» Exercise aim
Extract, verbatim, every line from the beginning of the rows through the line containing "1270 947 L 1267", inclusive.

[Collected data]

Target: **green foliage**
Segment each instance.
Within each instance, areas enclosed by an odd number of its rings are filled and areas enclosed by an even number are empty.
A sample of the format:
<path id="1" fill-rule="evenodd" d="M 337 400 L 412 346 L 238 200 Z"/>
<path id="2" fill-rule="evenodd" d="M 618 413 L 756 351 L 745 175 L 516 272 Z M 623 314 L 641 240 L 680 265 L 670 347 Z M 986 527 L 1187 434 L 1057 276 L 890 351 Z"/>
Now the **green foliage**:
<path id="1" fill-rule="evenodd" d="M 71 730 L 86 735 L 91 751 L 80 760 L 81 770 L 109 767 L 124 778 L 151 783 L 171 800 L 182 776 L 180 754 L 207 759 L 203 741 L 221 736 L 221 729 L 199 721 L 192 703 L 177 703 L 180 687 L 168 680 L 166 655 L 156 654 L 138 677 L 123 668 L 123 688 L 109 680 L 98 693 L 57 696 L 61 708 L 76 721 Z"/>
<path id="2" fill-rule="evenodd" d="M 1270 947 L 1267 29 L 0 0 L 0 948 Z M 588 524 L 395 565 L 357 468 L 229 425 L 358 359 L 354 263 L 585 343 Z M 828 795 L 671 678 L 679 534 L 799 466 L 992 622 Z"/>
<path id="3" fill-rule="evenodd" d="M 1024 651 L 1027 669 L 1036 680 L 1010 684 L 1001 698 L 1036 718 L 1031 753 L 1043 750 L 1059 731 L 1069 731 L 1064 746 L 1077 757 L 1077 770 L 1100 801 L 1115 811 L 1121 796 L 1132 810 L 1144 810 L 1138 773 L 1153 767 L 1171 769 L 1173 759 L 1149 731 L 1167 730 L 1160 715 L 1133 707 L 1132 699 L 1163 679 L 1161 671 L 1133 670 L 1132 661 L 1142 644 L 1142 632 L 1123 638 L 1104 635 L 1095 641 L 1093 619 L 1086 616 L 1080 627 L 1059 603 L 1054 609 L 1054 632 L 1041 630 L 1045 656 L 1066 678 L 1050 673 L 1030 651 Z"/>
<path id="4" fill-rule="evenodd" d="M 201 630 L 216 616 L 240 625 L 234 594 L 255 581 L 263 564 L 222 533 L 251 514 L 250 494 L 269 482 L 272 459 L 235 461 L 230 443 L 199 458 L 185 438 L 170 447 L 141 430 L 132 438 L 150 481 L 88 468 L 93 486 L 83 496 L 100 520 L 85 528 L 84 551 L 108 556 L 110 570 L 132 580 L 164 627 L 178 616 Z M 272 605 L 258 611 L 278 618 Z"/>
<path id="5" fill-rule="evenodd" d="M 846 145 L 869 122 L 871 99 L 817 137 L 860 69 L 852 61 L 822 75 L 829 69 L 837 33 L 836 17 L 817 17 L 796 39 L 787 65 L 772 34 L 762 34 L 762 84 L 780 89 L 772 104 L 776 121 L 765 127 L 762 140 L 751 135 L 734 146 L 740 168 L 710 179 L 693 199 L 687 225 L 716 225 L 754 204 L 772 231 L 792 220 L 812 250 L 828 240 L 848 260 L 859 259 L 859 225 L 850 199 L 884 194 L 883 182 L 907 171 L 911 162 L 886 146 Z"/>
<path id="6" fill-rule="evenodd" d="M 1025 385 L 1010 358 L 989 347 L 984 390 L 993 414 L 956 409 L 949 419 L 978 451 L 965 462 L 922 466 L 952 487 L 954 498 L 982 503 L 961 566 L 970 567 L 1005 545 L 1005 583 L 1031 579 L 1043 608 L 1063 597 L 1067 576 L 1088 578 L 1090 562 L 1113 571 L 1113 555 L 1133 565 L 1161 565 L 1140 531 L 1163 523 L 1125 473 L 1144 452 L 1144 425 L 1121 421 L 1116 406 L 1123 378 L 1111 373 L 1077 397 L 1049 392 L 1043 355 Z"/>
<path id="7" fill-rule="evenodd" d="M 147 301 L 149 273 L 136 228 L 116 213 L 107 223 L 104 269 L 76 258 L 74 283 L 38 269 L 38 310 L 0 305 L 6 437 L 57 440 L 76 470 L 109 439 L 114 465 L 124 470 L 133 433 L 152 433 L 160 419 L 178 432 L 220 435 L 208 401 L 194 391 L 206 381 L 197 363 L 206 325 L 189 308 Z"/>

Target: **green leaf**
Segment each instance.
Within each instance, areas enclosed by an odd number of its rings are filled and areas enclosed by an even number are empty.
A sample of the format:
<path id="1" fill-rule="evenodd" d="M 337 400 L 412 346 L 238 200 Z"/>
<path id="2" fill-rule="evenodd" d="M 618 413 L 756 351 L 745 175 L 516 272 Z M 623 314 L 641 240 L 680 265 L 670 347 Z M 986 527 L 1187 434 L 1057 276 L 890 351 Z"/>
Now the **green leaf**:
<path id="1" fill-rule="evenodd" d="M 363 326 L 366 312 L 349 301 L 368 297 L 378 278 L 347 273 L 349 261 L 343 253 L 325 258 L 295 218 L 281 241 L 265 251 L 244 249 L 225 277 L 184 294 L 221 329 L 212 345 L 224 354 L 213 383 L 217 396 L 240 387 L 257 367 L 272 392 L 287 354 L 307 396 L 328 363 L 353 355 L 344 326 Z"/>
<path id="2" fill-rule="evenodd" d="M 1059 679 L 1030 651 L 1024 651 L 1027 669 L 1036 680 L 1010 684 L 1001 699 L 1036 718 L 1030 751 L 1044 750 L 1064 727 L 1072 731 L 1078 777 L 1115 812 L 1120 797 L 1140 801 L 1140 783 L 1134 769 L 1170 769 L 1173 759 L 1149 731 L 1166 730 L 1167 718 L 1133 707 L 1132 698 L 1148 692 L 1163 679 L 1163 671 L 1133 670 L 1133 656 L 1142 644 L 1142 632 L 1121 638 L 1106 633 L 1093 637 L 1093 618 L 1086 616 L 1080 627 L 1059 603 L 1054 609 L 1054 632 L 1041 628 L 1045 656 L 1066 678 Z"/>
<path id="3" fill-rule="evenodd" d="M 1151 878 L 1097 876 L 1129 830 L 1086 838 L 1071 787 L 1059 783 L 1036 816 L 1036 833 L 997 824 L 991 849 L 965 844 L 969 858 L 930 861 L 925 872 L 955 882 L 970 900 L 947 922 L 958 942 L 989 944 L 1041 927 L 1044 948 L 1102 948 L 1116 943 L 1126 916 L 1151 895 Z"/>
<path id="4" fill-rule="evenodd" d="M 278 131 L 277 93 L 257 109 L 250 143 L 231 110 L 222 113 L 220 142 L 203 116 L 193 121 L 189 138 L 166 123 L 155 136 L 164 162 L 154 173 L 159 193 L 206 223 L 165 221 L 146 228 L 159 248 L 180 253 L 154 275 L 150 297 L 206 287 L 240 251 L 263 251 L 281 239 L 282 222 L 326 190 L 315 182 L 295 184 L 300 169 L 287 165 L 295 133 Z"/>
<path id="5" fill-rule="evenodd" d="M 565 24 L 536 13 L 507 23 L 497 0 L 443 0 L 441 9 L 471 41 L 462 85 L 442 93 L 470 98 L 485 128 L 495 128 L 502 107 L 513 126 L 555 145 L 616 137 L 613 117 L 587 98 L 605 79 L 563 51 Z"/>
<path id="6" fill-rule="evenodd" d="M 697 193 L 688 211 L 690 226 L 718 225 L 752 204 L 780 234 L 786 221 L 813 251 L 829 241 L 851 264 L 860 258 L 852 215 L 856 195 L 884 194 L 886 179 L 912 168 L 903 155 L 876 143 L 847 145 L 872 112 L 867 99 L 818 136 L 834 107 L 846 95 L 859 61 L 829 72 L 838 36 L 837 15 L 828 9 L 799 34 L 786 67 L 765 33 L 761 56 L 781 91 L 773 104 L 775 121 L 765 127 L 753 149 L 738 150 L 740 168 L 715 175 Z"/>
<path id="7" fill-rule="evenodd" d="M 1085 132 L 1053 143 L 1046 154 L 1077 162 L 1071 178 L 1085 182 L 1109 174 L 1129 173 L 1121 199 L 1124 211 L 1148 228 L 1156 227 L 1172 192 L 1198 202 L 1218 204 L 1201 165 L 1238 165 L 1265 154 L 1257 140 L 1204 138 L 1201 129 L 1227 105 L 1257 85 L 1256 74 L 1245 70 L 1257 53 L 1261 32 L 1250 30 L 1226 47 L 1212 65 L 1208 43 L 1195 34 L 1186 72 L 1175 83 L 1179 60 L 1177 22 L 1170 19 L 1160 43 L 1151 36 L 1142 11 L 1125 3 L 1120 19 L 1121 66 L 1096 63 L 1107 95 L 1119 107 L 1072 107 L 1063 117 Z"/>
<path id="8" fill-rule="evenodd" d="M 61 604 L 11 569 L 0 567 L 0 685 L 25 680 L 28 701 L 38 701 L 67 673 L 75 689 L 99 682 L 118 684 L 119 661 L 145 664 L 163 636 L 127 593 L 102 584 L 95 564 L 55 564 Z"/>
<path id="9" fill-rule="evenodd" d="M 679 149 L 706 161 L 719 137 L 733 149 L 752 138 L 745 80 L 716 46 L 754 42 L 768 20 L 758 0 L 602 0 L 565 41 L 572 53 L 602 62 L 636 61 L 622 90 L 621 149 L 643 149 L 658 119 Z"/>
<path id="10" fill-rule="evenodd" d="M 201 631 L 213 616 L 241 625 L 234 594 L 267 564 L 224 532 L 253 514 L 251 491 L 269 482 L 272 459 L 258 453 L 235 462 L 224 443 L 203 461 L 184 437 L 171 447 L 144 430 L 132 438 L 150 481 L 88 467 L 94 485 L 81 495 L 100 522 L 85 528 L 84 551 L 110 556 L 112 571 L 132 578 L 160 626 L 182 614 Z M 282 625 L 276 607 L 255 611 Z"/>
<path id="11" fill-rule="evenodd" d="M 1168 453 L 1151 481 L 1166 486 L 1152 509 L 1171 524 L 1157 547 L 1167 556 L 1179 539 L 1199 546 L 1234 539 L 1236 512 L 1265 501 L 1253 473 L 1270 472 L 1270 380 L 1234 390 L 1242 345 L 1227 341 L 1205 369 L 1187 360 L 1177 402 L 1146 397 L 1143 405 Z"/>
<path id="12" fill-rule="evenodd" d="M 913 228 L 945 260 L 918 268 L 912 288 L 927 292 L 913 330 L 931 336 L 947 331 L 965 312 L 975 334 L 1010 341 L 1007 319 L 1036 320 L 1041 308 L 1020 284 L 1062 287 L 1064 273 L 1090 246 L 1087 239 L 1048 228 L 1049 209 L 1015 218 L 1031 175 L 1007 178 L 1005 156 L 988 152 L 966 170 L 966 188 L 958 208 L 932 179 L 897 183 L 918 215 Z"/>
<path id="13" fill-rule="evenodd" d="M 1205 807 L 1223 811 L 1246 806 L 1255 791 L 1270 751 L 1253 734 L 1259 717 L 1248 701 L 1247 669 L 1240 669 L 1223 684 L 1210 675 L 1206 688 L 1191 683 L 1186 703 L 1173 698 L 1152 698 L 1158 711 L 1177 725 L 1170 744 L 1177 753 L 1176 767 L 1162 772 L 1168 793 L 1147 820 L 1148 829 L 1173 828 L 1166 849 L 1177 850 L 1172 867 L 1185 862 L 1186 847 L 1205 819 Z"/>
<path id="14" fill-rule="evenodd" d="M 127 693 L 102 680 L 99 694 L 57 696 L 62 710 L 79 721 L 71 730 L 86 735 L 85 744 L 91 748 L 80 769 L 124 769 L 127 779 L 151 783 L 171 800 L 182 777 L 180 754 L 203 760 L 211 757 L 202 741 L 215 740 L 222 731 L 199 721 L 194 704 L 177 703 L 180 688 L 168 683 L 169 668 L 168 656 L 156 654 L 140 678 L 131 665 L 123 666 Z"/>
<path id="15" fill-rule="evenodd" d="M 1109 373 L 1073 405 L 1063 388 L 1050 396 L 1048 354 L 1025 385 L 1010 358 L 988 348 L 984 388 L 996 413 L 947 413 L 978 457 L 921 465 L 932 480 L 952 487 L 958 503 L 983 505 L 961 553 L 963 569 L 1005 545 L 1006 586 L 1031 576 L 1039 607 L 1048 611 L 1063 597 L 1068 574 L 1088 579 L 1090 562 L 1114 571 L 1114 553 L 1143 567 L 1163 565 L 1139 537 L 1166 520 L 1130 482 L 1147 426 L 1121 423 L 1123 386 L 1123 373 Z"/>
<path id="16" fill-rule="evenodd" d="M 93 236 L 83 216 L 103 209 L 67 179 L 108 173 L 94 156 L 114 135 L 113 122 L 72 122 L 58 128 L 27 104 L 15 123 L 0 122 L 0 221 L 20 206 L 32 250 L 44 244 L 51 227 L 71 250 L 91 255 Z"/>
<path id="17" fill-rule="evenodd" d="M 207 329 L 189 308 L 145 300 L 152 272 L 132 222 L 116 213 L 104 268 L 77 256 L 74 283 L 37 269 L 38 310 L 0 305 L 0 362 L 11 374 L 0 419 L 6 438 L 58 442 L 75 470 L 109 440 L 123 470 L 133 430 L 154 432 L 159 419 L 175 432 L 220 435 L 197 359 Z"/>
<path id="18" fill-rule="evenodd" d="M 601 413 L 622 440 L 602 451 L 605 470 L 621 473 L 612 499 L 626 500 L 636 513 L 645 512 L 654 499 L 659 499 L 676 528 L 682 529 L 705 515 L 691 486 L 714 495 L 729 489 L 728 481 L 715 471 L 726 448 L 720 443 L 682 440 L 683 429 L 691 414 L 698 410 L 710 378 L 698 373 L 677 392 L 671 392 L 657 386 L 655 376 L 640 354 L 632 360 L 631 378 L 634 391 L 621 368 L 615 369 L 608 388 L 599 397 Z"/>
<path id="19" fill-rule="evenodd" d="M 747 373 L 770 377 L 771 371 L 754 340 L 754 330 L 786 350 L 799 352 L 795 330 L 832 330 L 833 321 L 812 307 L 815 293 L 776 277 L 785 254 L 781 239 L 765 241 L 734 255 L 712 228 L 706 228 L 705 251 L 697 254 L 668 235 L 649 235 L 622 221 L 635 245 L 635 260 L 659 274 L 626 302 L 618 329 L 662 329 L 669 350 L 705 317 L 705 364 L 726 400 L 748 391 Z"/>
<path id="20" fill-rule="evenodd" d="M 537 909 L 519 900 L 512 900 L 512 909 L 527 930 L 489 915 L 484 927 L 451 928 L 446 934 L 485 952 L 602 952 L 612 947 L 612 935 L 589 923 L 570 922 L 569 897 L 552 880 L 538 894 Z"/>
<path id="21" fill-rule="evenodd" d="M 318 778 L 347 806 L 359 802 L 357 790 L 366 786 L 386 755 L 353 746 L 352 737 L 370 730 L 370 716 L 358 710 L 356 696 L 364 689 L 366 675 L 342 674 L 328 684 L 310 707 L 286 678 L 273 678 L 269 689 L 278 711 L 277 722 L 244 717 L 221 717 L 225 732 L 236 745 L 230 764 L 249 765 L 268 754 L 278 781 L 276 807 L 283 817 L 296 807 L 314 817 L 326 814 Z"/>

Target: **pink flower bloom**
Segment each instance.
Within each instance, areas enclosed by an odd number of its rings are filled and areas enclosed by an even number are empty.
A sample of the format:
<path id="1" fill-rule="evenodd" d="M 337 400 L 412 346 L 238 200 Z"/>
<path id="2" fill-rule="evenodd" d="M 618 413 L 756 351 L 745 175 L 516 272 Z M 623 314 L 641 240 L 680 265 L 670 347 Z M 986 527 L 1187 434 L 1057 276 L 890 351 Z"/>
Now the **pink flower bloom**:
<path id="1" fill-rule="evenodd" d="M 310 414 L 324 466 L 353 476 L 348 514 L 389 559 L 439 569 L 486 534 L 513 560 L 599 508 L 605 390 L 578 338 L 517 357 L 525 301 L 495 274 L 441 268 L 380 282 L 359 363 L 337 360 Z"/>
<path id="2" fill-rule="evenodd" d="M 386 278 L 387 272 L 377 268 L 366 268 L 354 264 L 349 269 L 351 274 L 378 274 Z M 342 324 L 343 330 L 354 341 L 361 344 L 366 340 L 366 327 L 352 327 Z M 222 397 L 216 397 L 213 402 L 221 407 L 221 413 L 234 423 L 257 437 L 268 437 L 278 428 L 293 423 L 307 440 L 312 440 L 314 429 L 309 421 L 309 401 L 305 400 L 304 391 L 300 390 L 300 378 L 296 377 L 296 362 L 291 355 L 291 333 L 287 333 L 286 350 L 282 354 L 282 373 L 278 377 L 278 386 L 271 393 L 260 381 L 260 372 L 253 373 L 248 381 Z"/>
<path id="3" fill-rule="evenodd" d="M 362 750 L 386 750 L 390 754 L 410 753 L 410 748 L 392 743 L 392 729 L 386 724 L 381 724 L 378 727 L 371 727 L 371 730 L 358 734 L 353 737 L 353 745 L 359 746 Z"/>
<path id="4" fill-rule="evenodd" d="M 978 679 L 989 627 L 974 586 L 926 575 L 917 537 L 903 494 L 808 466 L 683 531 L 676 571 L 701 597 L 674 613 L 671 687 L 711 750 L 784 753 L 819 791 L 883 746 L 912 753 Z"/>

» Solution to this exercise
Target: **green foliage**
Segment each instance.
Within each instance, areas enclosed by an odd number of its rings are filled and areas enclosed by an even number are empty.
A sample of the format:
<path id="1" fill-rule="evenodd" d="M 337 400 L 412 346 L 238 200 Z"/>
<path id="2" fill-rule="evenodd" d="M 618 413 L 756 351 L 745 175 L 516 272 Z M 623 314 L 641 240 L 680 265 L 670 347 Z M 986 527 L 1187 434 L 1057 276 L 890 351 Z"/>
Now the **green foliage**:
<path id="1" fill-rule="evenodd" d="M 71 730 L 86 735 L 91 751 L 80 760 L 81 770 L 109 767 L 124 778 L 151 783 L 171 800 L 182 776 L 180 754 L 207 759 L 203 741 L 221 736 L 221 729 L 199 721 L 192 703 L 177 703 L 180 687 L 168 680 L 166 655 L 156 654 L 138 677 L 123 668 L 123 688 L 109 680 L 98 693 L 57 696 L 61 708 L 76 721 Z"/>
<path id="2" fill-rule="evenodd" d="M 1270 947 L 1267 29 L 0 0 L 0 948 Z M 588 524 L 395 565 L 357 468 L 229 425 L 358 359 L 354 263 L 585 343 Z M 828 795 L 671 678 L 679 534 L 799 466 L 992 622 Z"/>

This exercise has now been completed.